TEXT FOR ANALYSIS:
---------------

Every cannabis trader’s feed is buzzing about SNDL (NASDAQ:SNDL) because the company’s Q1 2026 release on April 28, 2026 delivered a tidy little EPS beat that retail can rally around. The underlying numbers tell a different story.
SNDL shrank. Revenue arrived at $143.29 million (U.S. dollars), a 4.4% year-over-year decline that missed consensus by 31.87%. Every segment shrank, including Liquor Retail at $76.13 million, Cannabis Retail at $56.57 million, and Cannabis Operations at $21.53 million. That headline EPS surprise was manufactured by a SunStream JV swing from loss to profit, a $1.09 million tax recovery, and lower impairments. The stores themselves sold less of everything to fewer people.
SNDL is perpetually shrinking
The strategic backdrop is weaker than the headline EPS suggests. SNDL is a sprawling Canadian liquor-and-cannabis conglomerate whose largest segment is shrinking liquor retail (Q4 2025 same-store sales fell 4.0%), whose Cannabis Retail same-store sales turned negative at 0.7%, and which decided this was the right moment to repurchase stock at a $2.13 weighted average price. The current price is $1.32. SNDL’s Altman Z-Score at 0.84, squarely in the distress zone, and the five-year chart, down 83.63%, has been telling you this for a long time.
What you should buy instead
The redirect is High Tide (NASDAQ:HITI), the largest cannabis retail chain in Canada and a smaller, more focused operator. Three reasons it deserves a seat at the table while everyone day-trades SNDL’s narrative.
One: it actually grows. High Tide’s Q1 2026 revenue climbed 25.2% year over year to $130.29 million, operating income flipped positive to $1.73 million against SNDL’s $6.67 million operating loss, and adjusted EBITDA rose 62% to $8.37 million. Q4 2025 same-store sales advanced 5.5%. While SNDL’s traffic sags, High Tide’s 218 Canna Cabana locations command roughly 12% of the Canadian cannabis market.
Two: there is a real international story. The Remexian Pharma GmbH acquisition contributed $18.25 million in the first quarter alone and plugs High Tide directly into Germany’s medical cannabis market, with a UK entry planned within 12 months. By comparison, SNDL’s full-year 2025 international cannabis sales totaled $12.6 million. One company is going abroad. The other is a Canadian liquor store with a cannabis sideline.
Three: the loyalty moat does real work. Cabana Club membership hit 2.58 million Canadians, up 47% year-over-year, and the paid Elite tier doubled to 162,000 members. Those members buy white-label SKUs that High Tide is pushing toward 20% of sales from 1.6% today, a mix shift that expanded brick-and-mortar gross margin to 28% from 25%. At High Tide, the loyalty program functions as a genuine margin engine.

---------------

STORED DATA:
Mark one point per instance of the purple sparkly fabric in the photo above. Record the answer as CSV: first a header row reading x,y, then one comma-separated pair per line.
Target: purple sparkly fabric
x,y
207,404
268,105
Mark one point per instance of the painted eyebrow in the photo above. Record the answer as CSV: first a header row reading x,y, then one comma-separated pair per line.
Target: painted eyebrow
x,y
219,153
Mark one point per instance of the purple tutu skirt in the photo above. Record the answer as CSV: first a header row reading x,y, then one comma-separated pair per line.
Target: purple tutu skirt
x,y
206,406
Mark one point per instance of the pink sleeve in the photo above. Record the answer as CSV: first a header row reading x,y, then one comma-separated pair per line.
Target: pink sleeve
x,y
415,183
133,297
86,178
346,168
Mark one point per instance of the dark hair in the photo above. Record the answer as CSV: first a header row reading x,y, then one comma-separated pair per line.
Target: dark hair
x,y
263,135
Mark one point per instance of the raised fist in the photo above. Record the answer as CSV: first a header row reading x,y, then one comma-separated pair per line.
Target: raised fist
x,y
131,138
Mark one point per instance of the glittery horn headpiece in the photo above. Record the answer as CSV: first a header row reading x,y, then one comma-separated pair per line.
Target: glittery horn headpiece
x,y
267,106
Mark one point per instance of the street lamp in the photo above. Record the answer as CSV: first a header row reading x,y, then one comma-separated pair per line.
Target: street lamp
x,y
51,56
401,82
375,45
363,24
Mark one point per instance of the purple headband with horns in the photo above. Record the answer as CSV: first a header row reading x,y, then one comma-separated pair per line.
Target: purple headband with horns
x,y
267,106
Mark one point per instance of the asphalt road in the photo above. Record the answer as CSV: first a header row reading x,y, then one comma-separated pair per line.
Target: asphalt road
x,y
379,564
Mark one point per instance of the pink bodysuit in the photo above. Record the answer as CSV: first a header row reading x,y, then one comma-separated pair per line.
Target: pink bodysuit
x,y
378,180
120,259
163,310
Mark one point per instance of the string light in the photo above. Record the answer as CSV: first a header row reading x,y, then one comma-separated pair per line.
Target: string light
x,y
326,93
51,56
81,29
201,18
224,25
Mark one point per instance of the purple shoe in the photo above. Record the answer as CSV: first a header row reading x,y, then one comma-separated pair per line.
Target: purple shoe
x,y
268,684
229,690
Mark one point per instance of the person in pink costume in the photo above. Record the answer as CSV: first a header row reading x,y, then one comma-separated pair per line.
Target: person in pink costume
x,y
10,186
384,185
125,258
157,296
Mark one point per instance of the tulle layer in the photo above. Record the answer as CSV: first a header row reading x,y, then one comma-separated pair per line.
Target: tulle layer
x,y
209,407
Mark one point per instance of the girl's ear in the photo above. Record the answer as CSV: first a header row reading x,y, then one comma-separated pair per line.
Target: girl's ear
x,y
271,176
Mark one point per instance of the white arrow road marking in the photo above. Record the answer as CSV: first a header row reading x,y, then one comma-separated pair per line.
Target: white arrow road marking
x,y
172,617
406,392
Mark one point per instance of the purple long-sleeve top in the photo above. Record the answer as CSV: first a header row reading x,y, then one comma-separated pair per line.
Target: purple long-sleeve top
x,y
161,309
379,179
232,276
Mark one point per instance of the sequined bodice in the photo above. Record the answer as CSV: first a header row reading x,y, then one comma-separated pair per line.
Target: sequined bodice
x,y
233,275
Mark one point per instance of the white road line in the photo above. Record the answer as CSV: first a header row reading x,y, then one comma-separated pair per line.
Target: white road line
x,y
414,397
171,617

---------------

APPLY WHAT YOU READ:
(1) In the article on SNDL and High Tide, how many Canna Cabana locations does High Tide have?
(2) Reproduce the part of the article on SNDL and High Tide starting at "Two: there is" and ending at "a cannabis sideline.", putting "Swiss" in place of "UK".
(3) Which SNDL segments does the article on SNDL and High Tide name? List them all.

ANSWERS TO THE EXERCISES:
(1) 218

(2)
Two: there is a real international story. The Remexian Pharma GmbH acquisition contributed $18.25 million in the first quarter alone and plugs High Tide directly into Germany’s medical cannabis market, with a Swiss entry planned within 12 months. By comparison, SNDL’s full-year 2025 international cannabis sales totaled $12.6 million. One company is going abroad. The other is a Canadian liquor store with a cannabis sideline.

(3) Liquor Retail, Cannabis Retail, Cannabis Operations